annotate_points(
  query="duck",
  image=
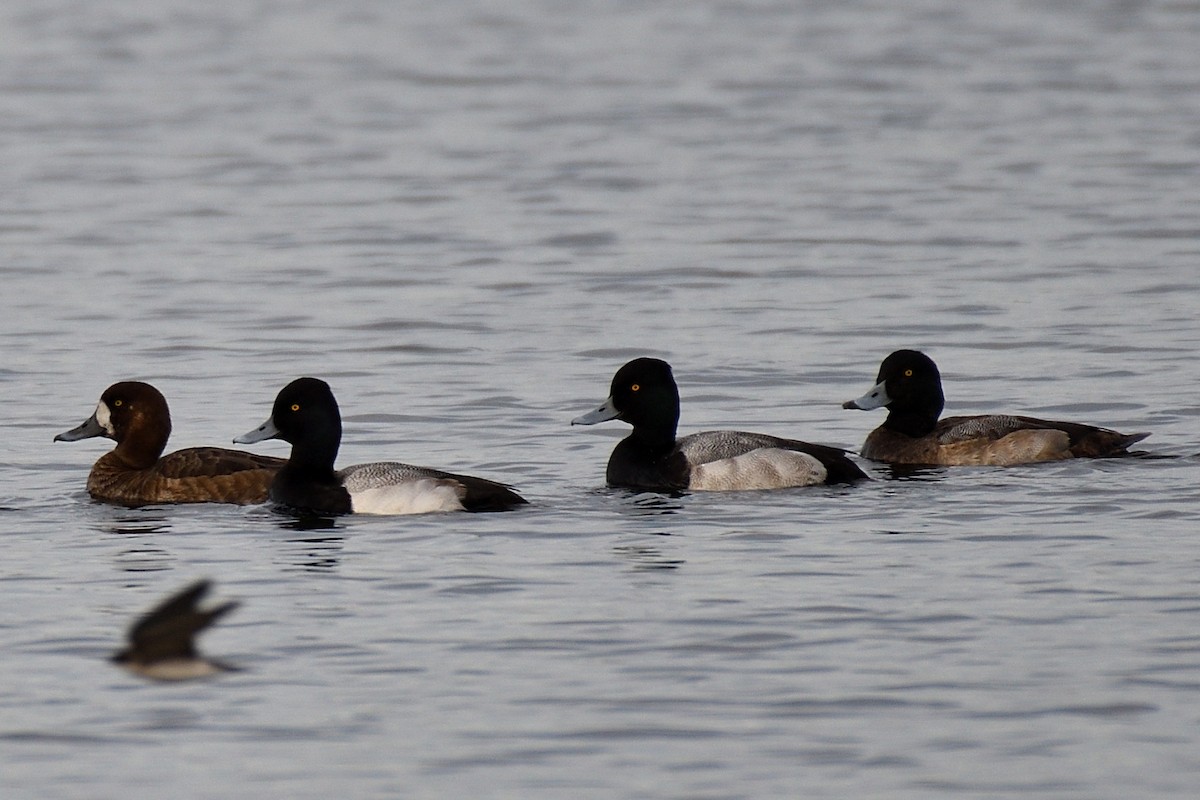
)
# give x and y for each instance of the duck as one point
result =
(645, 395)
(305, 414)
(135, 415)
(162, 642)
(910, 386)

::::

> _Work instructions_: Only the number should be given: how many lines in the data contain the string "duck".

> _Exercise solution_: 2